DIRECTION: Switch every "photograph" in the items below to "image" and write them out again with nothing else changed. Leave the pictures out.

[Point labels for photos]
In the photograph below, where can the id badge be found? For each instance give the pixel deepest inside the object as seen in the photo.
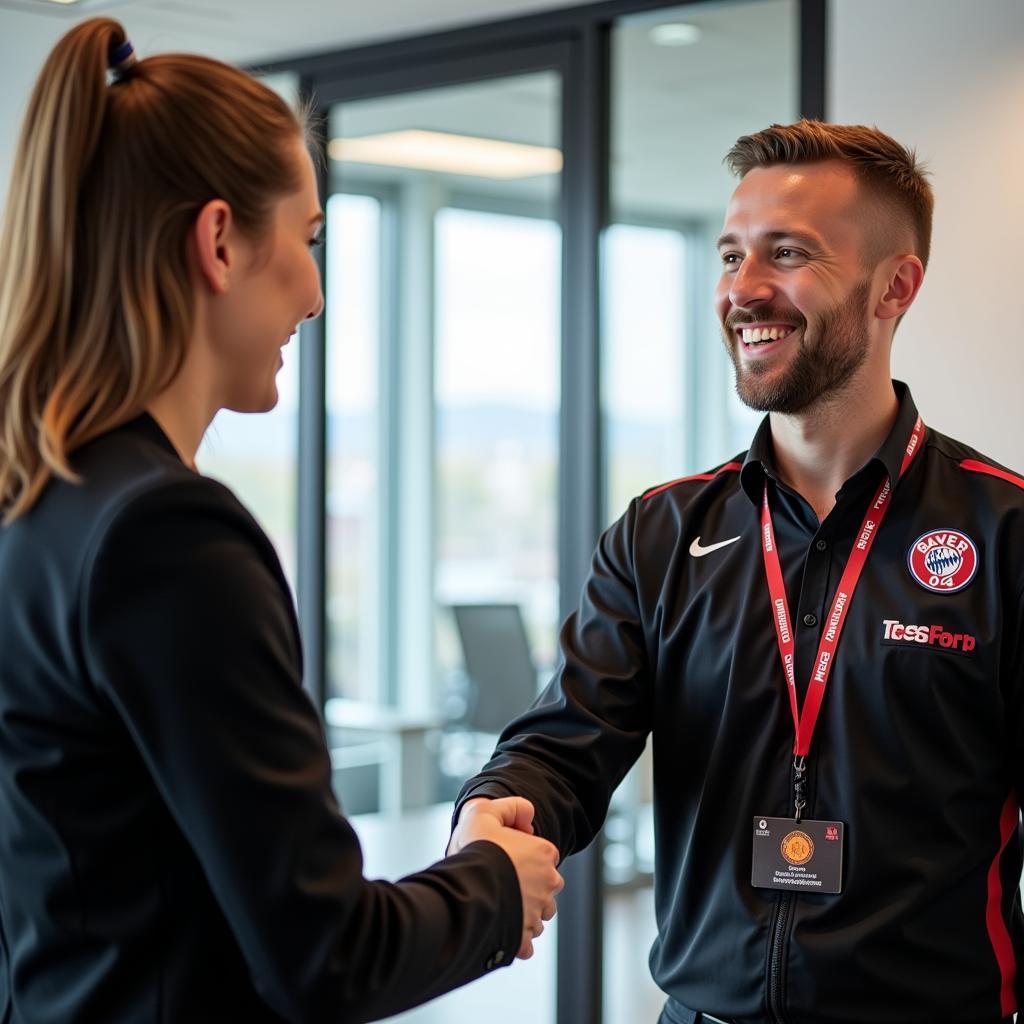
(805, 857)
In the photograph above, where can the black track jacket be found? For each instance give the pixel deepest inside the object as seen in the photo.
(170, 848)
(918, 749)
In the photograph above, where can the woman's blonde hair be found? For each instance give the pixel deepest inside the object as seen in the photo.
(96, 302)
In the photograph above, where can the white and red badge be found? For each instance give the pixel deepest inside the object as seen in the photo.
(943, 560)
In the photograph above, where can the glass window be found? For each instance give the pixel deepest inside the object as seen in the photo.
(443, 334)
(354, 464)
(668, 398)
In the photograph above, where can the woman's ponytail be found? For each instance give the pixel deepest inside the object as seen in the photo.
(115, 160)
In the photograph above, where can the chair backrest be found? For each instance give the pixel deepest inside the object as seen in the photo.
(498, 663)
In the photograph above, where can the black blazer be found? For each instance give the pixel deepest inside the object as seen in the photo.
(170, 849)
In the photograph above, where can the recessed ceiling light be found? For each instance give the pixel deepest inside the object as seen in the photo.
(675, 34)
(431, 151)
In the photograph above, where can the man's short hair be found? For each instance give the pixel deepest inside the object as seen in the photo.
(887, 171)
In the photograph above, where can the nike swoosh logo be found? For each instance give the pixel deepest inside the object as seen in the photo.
(698, 551)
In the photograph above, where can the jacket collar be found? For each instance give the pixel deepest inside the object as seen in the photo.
(760, 462)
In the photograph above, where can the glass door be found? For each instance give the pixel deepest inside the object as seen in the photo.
(443, 344)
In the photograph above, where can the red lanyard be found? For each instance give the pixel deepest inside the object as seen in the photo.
(804, 721)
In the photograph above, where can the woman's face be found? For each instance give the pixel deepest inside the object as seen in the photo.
(274, 285)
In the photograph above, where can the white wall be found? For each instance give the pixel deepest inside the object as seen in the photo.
(946, 77)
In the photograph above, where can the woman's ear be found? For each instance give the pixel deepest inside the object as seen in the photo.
(212, 249)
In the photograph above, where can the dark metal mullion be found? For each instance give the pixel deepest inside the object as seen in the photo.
(311, 492)
(812, 56)
(585, 201)
(389, 391)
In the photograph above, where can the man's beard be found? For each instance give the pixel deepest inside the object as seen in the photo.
(816, 370)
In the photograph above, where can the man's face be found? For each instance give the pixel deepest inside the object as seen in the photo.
(793, 278)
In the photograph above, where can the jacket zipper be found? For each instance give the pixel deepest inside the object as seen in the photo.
(783, 911)
(783, 914)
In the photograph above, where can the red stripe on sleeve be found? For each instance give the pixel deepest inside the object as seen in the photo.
(733, 466)
(973, 466)
(997, 933)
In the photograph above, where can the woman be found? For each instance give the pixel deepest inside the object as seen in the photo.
(170, 849)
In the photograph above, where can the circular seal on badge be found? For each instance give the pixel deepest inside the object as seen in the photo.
(798, 848)
(943, 560)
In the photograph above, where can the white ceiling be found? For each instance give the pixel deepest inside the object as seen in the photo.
(676, 111)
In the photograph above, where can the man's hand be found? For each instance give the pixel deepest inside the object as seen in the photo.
(509, 823)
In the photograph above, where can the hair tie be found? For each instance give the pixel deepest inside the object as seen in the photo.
(120, 60)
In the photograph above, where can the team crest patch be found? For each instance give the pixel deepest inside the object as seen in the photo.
(943, 560)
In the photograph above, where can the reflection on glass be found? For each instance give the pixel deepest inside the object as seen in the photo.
(675, 115)
(353, 231)
(443, 270)
(497, 397)
(643, 372)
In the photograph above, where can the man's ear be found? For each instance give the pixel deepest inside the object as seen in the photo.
(905, 275)
(211, 247)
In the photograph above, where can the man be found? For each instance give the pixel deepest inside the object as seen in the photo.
(823, 637)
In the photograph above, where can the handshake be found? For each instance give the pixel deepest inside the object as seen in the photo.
(509, 823)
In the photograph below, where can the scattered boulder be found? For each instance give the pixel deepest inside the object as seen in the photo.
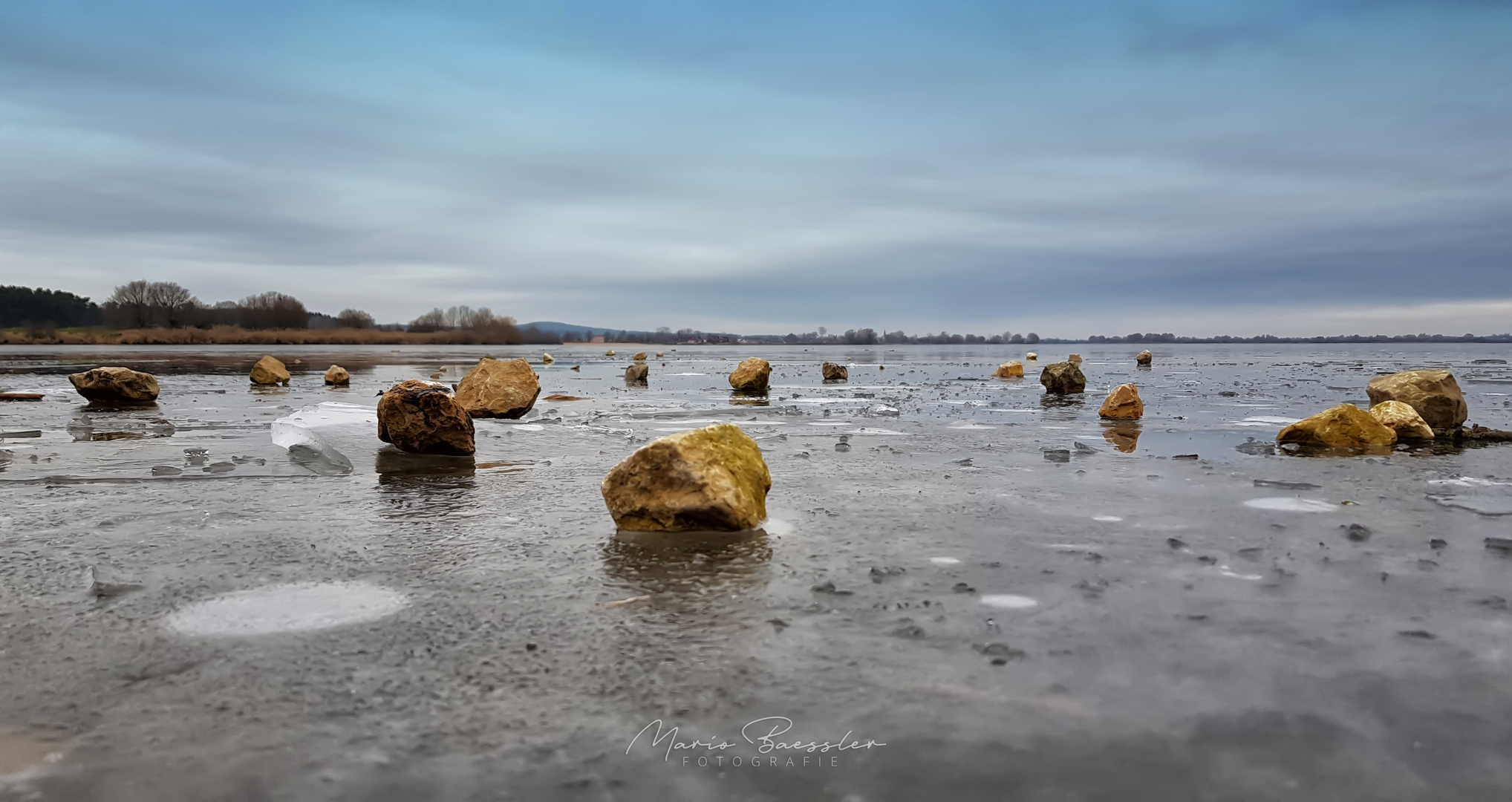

FINISHED ANSWER:
In the image below, where can the id badge be found? For each instance give the pixel deepest inside the object as seen in the photo.
(805, 857)
In the image above, where can the black track jacket be found? For each instance give the pixel deepest inside the object as seen in the photo.
(170, 848)
(918, 749)
In the image above, where can the woman's blonde hair be found? For each instance give the pixel deepest inside the object as seen in the photo.
(96, 302)
In the image above, where can the white and red badge be found? For each instance give the pixel deepest inside the object as seen in the photo.
(943, 560)
In the image above, where can the glass window be found? For each instance give the pixel deepest inside the object as seen in the photo.
(443, 334)
(354, 464)
(668, 398)
In the image above, where can the woman's ponytail be found? For each instance give the pixel deepest inside the object as seen in the photo.
(115, 160)
In the image above, where can the chair backrest be found? For each instance give the pixel deepest inside the object as seen in the photo.
(498, 663)
In the image above, where can the black blazer be found? For each instance give the pixel deepest inside the object as seen in the photo.
(170, 849)
In the image above, where can the recessed ceiling light be found? For each instance give the pixel deepest inside the object as seen in the photo.
(675, 34)
(431, 151)
In the image above, where can the man's short hair be found? For each instance give the pixel deepest inside the object as seen in the photo.
(887, 171)
In the image above, where can the nike swoosh logo be found? For each instance give the pixel deepest inside the object as seen in the photo.
(698, 551)
In the image above, where can the jacket collar be found? For each instance give the pixel deepest inside the object as seen in the photo.
(760, 462)
In the image above, where can the glass door be found? For each instance give the pixel deepest inside the object as seen in the photo.
(443, 344)
In the image above, where can the red lanyard be found? For each instance give the pixel deepest inside the object as seen in the photo.
(804, 721)
In the image above, where can the woman's face be found? For each instance give the pixel deepest inside the object as seen in the photo.
(274, 285)
In the image above, where can the white wall be found? For each instance give the pixel deepest inside the object as seen in the photo.
(946, 77)
In the image above, where can the woman's ear be found? For each instance give the pixel deepest inside the object as seen in the photo.
(212, 249)
In the image above, where can the dark metal mullion be found? For each instance give the pixel deepest inside the object as seen in the photo.
(311, 492)
(812, 56)
(585, 201)
(389, 391)
In the image above, where can the man's beard be found? For each instance give the pixel deepest inside the object as seen in the photo.
(816, 370)
In the image above, where can the man's face be found? For each instance give the pixel deepest inside the object as seen in the photo.
(793, 278)
In the image above, where can the jacket zipper be found? For each instance give the pixel deepest inside the object as seen in the photo.
(783, 911)
(783, 914)
In the image above, where can the red stripe on sleeve be found? For each instance give the pixel deepest inside the object as seen in the photo.
(733, 466)
(973, 466)
(997, 933)
In the image above, where can the woman be found? For each instance give the pixel deepest inside the object as seen in the photo.
(170, 849)
In the image above, where can the circular seal on badge be found? For each instance give the pixel deepest inside the object as seen in the photo.
(798, 848)
(943, 560)
In the image above, where can the white ceiling be found? For each instance give the pixel deepest inside the object as seen in the photo.
(676, 111)
In the image above, where can the man's hand be found? For each instance give the pixel deepest inside the object as seen in the photo.
(509, 823)
In the image above, where can the hair tie be found? For each instance give the pixel deepest inside the object as seen in the photo.
(120, 60)
In the image above, where can the team crest patch be found? For each instance give the pixel deepest inside the object as seen in the photo.
(943, 560)
In the image above, where can the reflection on glass be found? For each instance give the pixel deepest inside the object as seen in the photo.
(675, 115)
(353, 231)
(443, 270)
(497, 397)
(643, 372)
In the image above, where can the man's ear be found? For each instance give the pixel deepest inside the object as seen in the photo.
(905, 275)
(211, 247)
In the image above, where can the man be found? For each instance give the pixel deepest inside the object as seen in the photo.
(823, 637)
In the image above, where can the handshake be found? For each instance give the pixel deepest inside the object as seen in the photo.
(509, 823)
In the image below, where can the scattered boulder be found? For each instance give the pixel deepest inside the object as seen in the photo.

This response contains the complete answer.